[Start of Attachment]
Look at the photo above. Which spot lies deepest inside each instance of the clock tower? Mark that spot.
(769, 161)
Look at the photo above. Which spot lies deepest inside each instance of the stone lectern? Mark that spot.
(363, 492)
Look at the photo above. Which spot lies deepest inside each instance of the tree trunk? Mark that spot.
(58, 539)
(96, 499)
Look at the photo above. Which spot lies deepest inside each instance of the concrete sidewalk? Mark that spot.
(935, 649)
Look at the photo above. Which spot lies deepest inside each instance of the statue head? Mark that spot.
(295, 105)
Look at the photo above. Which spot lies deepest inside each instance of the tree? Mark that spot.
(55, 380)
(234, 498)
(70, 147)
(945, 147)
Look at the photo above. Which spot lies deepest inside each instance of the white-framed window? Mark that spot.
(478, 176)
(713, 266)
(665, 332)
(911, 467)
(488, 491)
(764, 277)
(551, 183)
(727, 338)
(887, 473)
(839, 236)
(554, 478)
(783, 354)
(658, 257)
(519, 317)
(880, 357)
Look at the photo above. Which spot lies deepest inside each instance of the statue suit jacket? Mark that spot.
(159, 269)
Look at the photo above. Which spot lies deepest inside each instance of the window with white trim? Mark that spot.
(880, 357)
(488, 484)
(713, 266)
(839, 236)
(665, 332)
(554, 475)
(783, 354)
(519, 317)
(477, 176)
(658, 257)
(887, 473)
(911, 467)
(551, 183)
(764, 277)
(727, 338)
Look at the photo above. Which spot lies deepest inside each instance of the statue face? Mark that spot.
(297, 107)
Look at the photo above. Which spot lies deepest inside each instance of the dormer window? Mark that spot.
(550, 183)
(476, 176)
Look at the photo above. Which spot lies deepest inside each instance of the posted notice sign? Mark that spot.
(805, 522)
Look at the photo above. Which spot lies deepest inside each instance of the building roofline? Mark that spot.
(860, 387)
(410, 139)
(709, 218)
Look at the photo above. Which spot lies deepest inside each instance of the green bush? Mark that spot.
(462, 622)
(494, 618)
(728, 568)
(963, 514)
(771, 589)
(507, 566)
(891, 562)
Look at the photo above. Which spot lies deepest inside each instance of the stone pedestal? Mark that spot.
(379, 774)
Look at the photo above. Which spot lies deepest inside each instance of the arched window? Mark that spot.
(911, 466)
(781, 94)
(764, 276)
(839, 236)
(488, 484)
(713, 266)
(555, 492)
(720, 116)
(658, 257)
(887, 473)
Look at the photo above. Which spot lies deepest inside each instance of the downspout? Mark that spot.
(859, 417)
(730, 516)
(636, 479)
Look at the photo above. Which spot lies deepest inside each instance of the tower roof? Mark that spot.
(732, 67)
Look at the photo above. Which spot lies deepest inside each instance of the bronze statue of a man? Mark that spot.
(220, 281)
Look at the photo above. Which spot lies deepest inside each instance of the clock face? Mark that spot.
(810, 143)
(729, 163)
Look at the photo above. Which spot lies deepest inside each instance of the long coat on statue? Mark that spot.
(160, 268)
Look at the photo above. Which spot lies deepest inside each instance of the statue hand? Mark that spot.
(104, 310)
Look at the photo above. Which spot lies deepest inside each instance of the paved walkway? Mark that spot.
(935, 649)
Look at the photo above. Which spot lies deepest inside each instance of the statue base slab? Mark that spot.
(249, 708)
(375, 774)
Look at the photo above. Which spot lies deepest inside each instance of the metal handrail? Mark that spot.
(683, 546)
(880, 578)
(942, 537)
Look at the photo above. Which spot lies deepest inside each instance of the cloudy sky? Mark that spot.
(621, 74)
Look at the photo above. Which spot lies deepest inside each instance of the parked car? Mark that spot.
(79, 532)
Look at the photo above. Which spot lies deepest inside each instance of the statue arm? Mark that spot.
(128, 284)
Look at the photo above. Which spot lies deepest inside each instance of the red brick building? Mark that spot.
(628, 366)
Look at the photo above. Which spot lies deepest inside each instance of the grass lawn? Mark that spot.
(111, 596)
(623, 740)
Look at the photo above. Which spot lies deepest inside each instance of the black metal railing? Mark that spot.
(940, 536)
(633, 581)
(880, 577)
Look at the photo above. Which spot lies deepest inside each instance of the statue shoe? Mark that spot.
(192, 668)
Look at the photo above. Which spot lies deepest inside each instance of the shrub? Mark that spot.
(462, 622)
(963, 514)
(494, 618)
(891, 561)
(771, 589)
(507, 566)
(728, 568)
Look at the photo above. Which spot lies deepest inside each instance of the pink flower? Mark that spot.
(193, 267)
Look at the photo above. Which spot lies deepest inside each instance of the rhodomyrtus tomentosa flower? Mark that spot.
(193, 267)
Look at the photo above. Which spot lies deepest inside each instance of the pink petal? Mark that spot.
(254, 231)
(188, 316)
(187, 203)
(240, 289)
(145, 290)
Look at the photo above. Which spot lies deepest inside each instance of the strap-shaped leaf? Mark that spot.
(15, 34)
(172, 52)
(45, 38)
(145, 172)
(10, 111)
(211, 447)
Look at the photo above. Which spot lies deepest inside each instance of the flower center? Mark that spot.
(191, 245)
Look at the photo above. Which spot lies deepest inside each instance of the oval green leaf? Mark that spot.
[End of Attachment]
Task to carry out.
Each line of the listing should be printed again, exactly.

Problem solution.
Look at the photo above. Which spot lies deepest inside each instance of the clock tower? Mark that spot.
(769, 161)
Look at the photo above. Which spot lies deepest inside each instance of the stone lectern? Mark that spot.
(363, 492)
Look at the photo above. Which spot lies deepest inside each instance of the tree trunk? Mark that spot.
(58, 539)
(96, 499)
Look at the photo above. Which spot lies deepest inside each instance of the concrete sidewalk? Mark that spot.
(935, 649)
Look at the photo above. Which spot lies deepest inside each instance of the statue head? Mark that spot.
(295, 105)
Look at the photo above. Which spot lies deepest inside each instance of the tree? Mark that spot.
(55, 380)
(234, 498)
(70, 147)
(945, 147)
Look at the photo above. Which spot lies deepest inside each instance of the white-framed window? Mark that spot.
(478, 176)
(713, 266)
(665, 332)
(911, 467)
(488, 491)
(764, 277)
(551, 183)
(727, 338)
(887, 473)
(839, 236)
(554, 478)
(783, 354)
(658, 257)
(519, 317)
(880, 357)
Look at the photo above. Which spot lies deepest inside each instance of the statue suit jacket? Mark that spot.
(159, 269)
Look at the photo above. Which spot lies deepest inside each instance of the window with white trim? Mark that spot.
(880, 357)
(488, 484)
(713, 266)
(839, 236)
(665, 332)
(554, 475)
(783, 354)
(519, 317)
(477, 176)
(658, 257)
(887, 473)
(911, 467)
(551, 183)
(764, 277)
(727, 338)
Look at the photo above. Which spot lies deepest inside each instance of the statue face? Mark that spot.
(297, 107)
Look at the photo above. Which spot lies deepest inside each instance of the dormer window? Mark that spot.
(550, 183)
(476, 176)
Look at the photo above. Which spot lies deepest inside each instance of the posted notice sign? Mark that spot.
(805, 522)
Look at the photo above. Which spot lies deepest inside each instance of the building roofline? Mark that spot.
(860, 387)
(410, 139)
(709, 218)
Look at the photo above. Which spot lies deepest inside each instance of the green bush? Mark that spot.
(462, 622)
(494, 618)
(728, 568)
(963, 514)
(771, 589)
(507, 566)
(891, 562)
Look at the photo above. Which spot lies deepest inside each instance of the stone pedestal? Mark that spot.
(379, 774)
Look at the photo above. Which spot lies deepest inside each instance of the arched window? Mark that spot.
(911, 466)
(781, 94)
(764, 276)
(839, 236)
(488, 484)
(713, 266)
(555, 492)
(720, 116)
(658, 257)
(887, 473)
Look at the photo above. Which spot lies deepest inside each instance of the downspout? Mark that spot.
(859, 417)
(730, 516)
(636, 479)
Look at the photo above. Which spot lies deepest inside each instance of the tower roof? Mark that spot.
(732, 67)
Look at the photo above. Which spot lies deepest inside each instance of the bronze statue of a man? Mark that spot.
(220, 281)
Look at the photo above. Which spot lies deepest inside each instance of the clock face? Mark that spot.
(810, 143)
(729, 163)
Look at the photo above. Which spot lies deepest inside each instance of the long coat on statue? Mark that spot.
(160, 268)
Look at the photo above. Which spot lies deepest inside each instance of the statue hand? Mark that spot.
(104, 310)
Look at the photo above. Which spot lies deepest inside each instance of the paved walkway? Mark that spot.
(935, 649)
Look at the photo above. Which spot lies deepest inside each instance of the statue base slab? Mark that spot.
(249, 708)
(375, 774)
Look at the photo above. Which spot lies deepest inside each instance of the metal handrail? Mark that spot.
(683, 546)
(880, 578)
(942, 537)
Look at the photo above. Which spot lies deepest inside each instance of the cloudy sky? Mark that spot.
(621, 74)
Look at the photo above. Which spot lies deepest inside each instance of the parked car? Mark that spot.
(79, 532)
Look at the photo above. Which spot lies deepest inside each instance of the statue arm? Mark that spot.
(128, 284)
Look at the photo above. Which spot lies deepest inside each instance of the red brick building? Mark that spot.
(628, 366)
Look at the photo above. Which spot lies deepest inside each instance of the grass lawn? Mark that spot.
(111, 596)
(623, 740)
Look at the photo above. Which spot lies deepest inside each instance of the black metal railing? Mark that spot.
(940, 536)
(633, 581)
(880, 577)
Look at the photo above. Which spot lies deepest inside each instance of the statue shoe? Mark that spot.
(192, 668)
Look at the photo above. Which spot lies deepest inside each instance of the shrub? Mark that spot.
(462, 622)
(963, 514)
(494, 618)
(891, 561)
(771, 589)
(507, 566)
(728, 568)
Look at the photo above. Which spot lies deepest inside each instance of the pink flower? Mark that spot.
(193, 267)
Look at the photo above. Which spot lies deepest inside each instance of the rhodomyrtus tomentosa flower? Mark that spot.
(193, 267)
Look at the photo above. Which spot lies deepest inside each instance of the pink petal? Mark that spot.
(254, 231)
(188, 316)
(187, 203)
(240, 289)
(145, 290)
Look at the photo above. Which spot lies deepest inside each instance of the strap-shaped leaf? Mark that spot.
(15, 34)
(172, 52)
(45, 38)
(145, 172)
(10, 111)
(211, 447)
Look at the photo above. Which spot lies deepest inside each instance of the flower center? Mark that spot.
(191, 245)
Look at the photo above. Which spot lies deepest inside each instance of the oval green leaf? Mark that spot.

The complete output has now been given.